• Task a:
According to the hazard mitigation page, in what year did the City of Superior develop its first Hazard Mitigation Plan?

--- Text block ---

- Environmental Services Division
- Hazard Mitigation
The City of Superior is subject to natural hazards that threaten life and health. To mitigate the impacts of natural disasters, the city developed its first Hazard Mitigation Plan in 2004. In 2010, 2015, and 2020 the city completed plan updates which included UW-Superior. As a result, we now have a Multi-Jurisdictional Plan.
The mission of the Hazard Mitigation Plan was to develop a set of actions and strategies preventing the personal, structural, and economic impacts of natural, weather-related hazards including coastal erosion and bluff failure, drought and extreme heat, thunderstorm: severe weather and flooding hazards, and winter storms and extreme cold through the effective administration of hazard mitigation grant programs, natural hazard risk assessment, floodplain management and a coordinated approach to mitigation policy through the state, county, and local planning activities.
Pictured: A City of Superior stream, Nemadji River, flooding HWY 2 after major rain events in summer 2018.
The overarching goal of the City of Superior’s Hazard Mitigation Plan Update is to minimize or eliminate long-term risks to human life and property from known hazards by identifying and implementing cost-effective mitigation strategies. Through this multi-jurisdictional update process, the City of Superior and UW-Superior goals are to:
- Reduce the personal, structural, environmental, and economic vulnerability of the city and its constituents to the effects of natural hazards.

--- Supplied data ---

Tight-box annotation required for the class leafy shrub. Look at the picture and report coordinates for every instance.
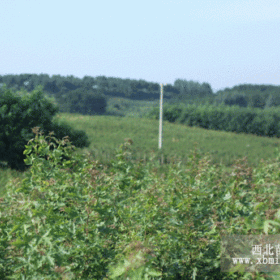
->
[0,129,279,280]
[0,86,90,170]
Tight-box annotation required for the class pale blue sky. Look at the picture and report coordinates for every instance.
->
[0,0,280,91]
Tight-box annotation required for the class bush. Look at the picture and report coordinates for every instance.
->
[0,86,90,171]
[0,129,279,280]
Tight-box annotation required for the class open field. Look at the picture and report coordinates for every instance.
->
[0,114,280,280]
[0,113,280,197]
[53,114,280,170]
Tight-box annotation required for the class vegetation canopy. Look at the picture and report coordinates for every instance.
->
[0,128,280,280]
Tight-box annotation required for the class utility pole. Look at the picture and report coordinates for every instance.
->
[158,84,166,150]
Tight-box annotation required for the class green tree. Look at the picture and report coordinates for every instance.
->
[0,86,90,170]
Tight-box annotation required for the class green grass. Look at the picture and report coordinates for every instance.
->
[0,112,280,199]
[52,111,280,171]
[0,130,280,280]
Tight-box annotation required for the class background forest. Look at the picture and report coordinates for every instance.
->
[0,74,280,116]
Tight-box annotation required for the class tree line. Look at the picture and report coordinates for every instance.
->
[0,74,280,115]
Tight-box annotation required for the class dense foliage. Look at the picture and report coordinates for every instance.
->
[0,129,280,280]
[0,86,90,170]
[147,104,280,137]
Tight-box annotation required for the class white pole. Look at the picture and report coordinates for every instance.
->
[158,84,166,149]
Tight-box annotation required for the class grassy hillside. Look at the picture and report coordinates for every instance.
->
[0,113,280,197]
[52,111,280,167]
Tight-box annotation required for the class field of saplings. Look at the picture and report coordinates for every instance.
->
[0,86,280,280]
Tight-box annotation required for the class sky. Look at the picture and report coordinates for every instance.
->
[0,0,280,92]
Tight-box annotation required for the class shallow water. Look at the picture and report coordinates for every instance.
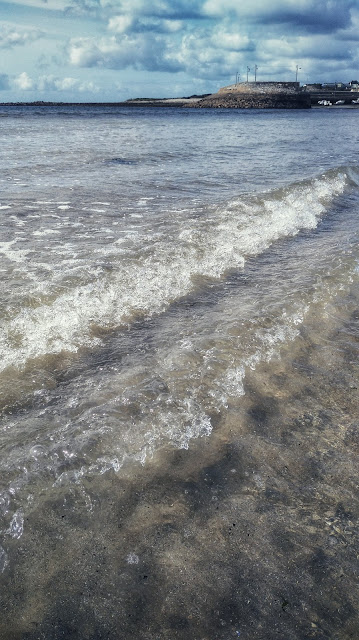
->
[0,107,359,640]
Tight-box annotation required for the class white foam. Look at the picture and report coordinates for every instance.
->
[0,173,346,369]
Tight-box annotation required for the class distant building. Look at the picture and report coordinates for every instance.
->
[303,82,322,91]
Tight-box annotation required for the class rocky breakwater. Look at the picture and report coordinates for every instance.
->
[191,82,311,109]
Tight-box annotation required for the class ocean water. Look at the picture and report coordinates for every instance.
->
[0,106,359,640]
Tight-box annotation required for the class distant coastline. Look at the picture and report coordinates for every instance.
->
[0,82,359,109]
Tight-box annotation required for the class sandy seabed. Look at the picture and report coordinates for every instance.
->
[0,287,359,640]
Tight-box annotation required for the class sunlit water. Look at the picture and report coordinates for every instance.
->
[0,107,359,640]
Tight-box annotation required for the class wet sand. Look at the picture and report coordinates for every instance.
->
[0,280,359,640]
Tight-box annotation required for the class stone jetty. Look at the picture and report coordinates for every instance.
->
[188,82,311,109]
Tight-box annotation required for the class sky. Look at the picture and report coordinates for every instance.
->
[0,0,359,102]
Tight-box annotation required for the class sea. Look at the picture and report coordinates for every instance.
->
[0,105,359,640]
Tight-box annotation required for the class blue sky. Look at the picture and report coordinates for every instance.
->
[0,0,359,102]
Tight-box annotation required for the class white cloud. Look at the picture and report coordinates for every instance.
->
[0,23,44,49]
[14,71,34,91]
[68,32,180,71]
[12,71,100,94]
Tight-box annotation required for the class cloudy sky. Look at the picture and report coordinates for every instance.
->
[0,0,359,102]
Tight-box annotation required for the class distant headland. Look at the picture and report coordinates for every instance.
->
[1,81,359,109]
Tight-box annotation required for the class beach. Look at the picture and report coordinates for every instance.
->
[0,106,359,640]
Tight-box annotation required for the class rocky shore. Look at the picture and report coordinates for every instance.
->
[188,82,311,109]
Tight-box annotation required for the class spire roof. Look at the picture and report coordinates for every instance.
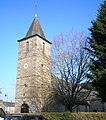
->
[25,15,46,39]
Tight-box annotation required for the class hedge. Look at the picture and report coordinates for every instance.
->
[42,112,106,120]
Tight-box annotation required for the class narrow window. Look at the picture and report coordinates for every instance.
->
[42,43,45,53]
[26,41,29,52]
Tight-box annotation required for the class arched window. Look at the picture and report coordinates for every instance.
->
[21,103,29,113]
[26,41,29,52]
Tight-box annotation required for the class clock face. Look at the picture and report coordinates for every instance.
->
[24,63,28,69]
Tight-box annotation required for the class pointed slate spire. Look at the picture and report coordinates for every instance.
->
[25,15,46,39]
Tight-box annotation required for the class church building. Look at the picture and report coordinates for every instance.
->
[15,15,51,113]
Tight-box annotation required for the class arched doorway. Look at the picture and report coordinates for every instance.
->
[21,103,29,113]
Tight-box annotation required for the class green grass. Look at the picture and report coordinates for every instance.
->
[42,112,106,120]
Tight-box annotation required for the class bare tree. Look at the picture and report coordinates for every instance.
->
[51,32,90,112]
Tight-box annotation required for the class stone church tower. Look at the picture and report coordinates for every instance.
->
[15,16,51,113]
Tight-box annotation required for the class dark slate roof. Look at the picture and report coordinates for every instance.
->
[25,16,46,39]
[18,16,52,44]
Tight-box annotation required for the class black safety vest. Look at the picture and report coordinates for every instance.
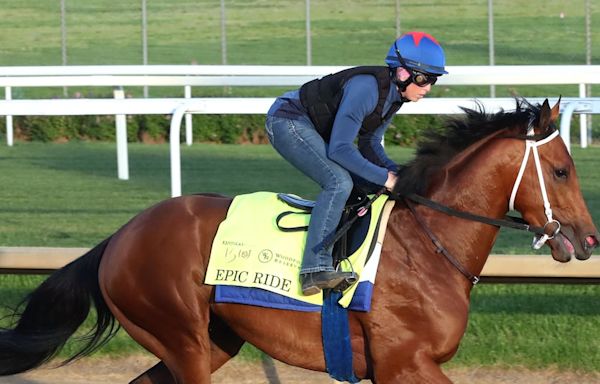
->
[300,66,402,142]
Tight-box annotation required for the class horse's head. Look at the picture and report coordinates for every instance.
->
[394,100,600,262]
[509,99,600,262]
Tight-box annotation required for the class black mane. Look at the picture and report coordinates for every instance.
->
[394,98,551,195]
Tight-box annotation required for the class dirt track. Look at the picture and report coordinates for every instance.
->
[0,356,600,384]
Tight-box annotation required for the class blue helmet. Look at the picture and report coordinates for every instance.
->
[385,32,448,75]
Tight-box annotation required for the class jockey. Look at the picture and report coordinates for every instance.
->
[265,32,447,295]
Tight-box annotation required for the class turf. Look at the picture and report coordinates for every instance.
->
[0,142,600,371]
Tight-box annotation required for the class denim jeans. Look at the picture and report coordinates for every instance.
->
[265,116,353,273]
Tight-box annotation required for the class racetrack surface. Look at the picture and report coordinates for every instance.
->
[0,356,600,384]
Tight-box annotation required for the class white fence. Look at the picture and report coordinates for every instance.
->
[0,65,600,196]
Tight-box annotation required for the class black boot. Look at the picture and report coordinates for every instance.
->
[300,271,358,296]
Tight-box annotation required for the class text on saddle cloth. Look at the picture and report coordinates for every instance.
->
[204,192,392,309]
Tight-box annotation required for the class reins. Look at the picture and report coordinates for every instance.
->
[404,195,479,285]
[393,122,561,285]
[396,193,545,236]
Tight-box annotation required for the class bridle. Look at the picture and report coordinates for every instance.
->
[508,124,560,249]
[397,122,561,285]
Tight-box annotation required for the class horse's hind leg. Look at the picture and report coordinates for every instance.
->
[129,312,244,384]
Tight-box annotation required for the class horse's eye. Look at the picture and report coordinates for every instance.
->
[554,168,569,179]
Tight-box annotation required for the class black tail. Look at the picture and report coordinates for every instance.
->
[0,239,118,376]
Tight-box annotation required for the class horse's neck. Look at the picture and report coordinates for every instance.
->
[404,134,520,286]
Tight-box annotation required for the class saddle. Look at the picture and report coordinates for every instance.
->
[276,187,374,268]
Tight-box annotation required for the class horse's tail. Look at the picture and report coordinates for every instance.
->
[0,238,119,376]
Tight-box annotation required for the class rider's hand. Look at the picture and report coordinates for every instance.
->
[384,171,398,191]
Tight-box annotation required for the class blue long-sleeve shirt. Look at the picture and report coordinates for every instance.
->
[268,75,401,185]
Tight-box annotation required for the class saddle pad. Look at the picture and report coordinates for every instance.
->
[204,192,393,311]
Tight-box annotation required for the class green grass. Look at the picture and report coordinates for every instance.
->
[0,0,600,371]
[0,0,600,98]
[0,142,600,371]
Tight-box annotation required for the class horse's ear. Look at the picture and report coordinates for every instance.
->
[546,95,562,122]
[538,99,559,130]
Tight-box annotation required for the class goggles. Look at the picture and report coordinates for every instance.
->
[408,69,437,87]
[394,43,438,87]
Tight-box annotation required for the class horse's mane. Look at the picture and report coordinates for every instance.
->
[394,98,555,195]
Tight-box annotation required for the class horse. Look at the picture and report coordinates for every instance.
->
[0,99,600,384]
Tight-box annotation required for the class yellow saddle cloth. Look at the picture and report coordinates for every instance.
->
[204,192,393,308]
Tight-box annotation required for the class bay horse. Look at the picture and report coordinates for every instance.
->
[0,99,599,384]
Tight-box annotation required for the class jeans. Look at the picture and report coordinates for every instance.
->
[265,116,353,274]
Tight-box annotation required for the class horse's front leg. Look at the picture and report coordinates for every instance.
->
[373,349,452,384]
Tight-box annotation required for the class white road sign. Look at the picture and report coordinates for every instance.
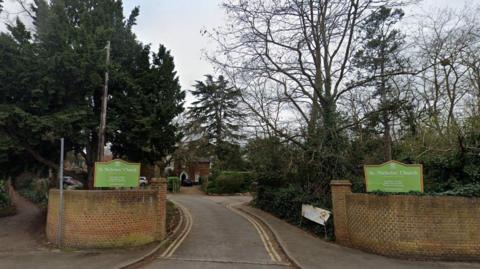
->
[302,204,332,225]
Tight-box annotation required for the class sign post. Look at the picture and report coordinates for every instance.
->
[57,138,64,247]
[302,204,332,239]
[364,161,423,192]
[93,159,140,188]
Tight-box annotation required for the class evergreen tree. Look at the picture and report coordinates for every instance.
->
[0,0,183,186]
[187,75,242,168]
[355,7,406,161]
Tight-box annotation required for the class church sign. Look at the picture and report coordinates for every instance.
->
[94,159,140,188]
[364,161,423,192]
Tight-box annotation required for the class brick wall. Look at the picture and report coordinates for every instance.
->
[332,181,480,260]
[46,177,166,248]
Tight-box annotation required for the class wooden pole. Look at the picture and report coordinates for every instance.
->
[97,41,110,161]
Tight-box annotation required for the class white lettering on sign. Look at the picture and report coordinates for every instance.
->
[302,204,332,225]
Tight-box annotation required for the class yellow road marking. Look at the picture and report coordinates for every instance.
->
[161,203,193,258]
[226,203,282,262]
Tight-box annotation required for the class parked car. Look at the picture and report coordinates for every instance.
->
[182,178,193,186]
[63,176,83,190]
[138,177,148,187]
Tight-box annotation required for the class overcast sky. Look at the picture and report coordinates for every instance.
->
[120,0,468,101]
[0,0,472,101]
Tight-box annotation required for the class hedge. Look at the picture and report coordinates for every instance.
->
[202,171,253,194]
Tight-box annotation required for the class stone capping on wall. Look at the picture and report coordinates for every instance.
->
[331,182,480,261]
[46,179,166,248]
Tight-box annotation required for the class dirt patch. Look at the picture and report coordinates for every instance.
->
[0,191,45,252]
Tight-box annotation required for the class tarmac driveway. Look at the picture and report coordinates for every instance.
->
[147,194,289,269]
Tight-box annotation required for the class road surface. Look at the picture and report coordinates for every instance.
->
[146,194,291,269]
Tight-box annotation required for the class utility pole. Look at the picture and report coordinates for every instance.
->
[97,41,110,161]
[57,137,65,247]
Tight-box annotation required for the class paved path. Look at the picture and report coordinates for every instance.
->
[0,188,44,253]
[147,194,288,269]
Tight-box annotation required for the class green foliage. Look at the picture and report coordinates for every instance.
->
[187,75,243,169]
[109,45,185,165]
[202,171,253,194]
[0,0,184,182]
[17,179,48,208]
[215,173,245,194]
[369,183,480,197]
[253,185,333,238]
[0,180,12,208]
[167,177,181,192]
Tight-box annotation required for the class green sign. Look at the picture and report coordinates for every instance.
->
[94,159,140,187]
[364,161,423,192]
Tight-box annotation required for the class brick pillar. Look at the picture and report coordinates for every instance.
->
[150,178,167,241]
[330,180,352,245]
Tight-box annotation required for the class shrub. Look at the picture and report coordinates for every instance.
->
[202,171,253,194]
[17,179,48,208]
[253,185,333,238]
[215,173,245,193]
[167,177,180,192]
[0,180,12,208]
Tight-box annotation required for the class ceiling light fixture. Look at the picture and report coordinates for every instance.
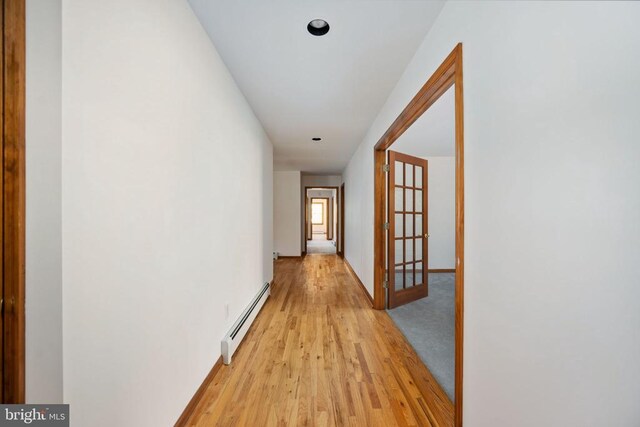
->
[307,19,329,36]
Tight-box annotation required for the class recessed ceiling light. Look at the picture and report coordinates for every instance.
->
[307,19,329,36]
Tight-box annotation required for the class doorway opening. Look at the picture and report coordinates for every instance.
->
[374,44,464,426]
[304,187,341,255]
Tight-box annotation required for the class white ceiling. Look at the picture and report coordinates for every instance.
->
[391,86,456,157]
[189,0,444,173]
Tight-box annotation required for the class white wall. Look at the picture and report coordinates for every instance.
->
[25,0,62,403]
[62,0,273,426]
[344,2,640,426]
[424,157,456,269]
[273,171,302,256]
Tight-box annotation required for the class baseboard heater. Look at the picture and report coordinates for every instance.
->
[222,283,271,365]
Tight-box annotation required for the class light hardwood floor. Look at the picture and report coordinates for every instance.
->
[189,255,453,427]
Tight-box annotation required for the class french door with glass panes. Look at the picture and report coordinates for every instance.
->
[387,151,429,308]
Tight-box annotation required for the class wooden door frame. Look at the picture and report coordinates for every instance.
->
[387,150,429,308]
[309,197,330,240]
[0,0,25,403]
[336,182,344,258]
[373,43,464,427]
[302,185,340,255]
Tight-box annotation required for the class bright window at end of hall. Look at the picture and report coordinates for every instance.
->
[311,202,324,225]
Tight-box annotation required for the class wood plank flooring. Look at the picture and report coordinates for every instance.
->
[188,255,453,427]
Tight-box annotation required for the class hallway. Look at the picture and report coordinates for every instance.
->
[189,255,453,426]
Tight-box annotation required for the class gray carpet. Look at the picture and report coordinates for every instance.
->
[388,273,455,401]
[307,240,336,254]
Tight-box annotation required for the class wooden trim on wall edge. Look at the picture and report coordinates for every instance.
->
[343,258,373,307]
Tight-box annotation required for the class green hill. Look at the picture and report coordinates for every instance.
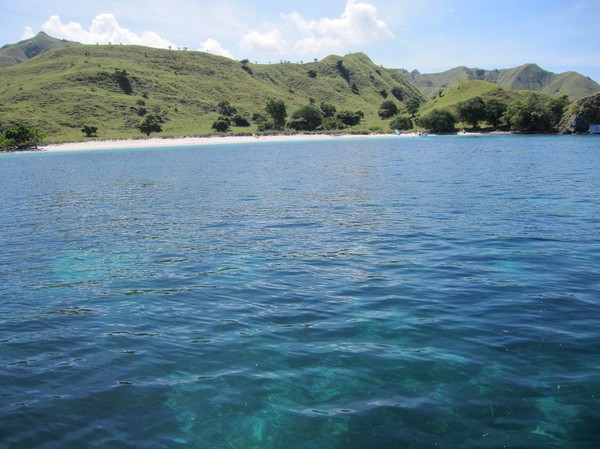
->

---

• Task b:
In the records, swap "dark slate roof" for "red tile roof" in everything from the line containing "Tight-box annotation required for the class stone church" down to the line containing "[300,66,402,142]", both ends included. Return only those lines with nothing else changed, and leave the pictures out.

• Task result a:
2004

• Task result b:
Tight-box annotation required for the class stone church tower. Look at the picture and report coordinates for every instance.
->
[15,16,51,113]
Tight-box annotation required for the class red tile roof. Look at the picture and report coordinates for every instance.
->
[25,16,46,39]
[18,16,52,44]
Tight-box annotation required for the class black safety vest. Look at the picture and report coordinates for every instance.
->
[300,66,402,142]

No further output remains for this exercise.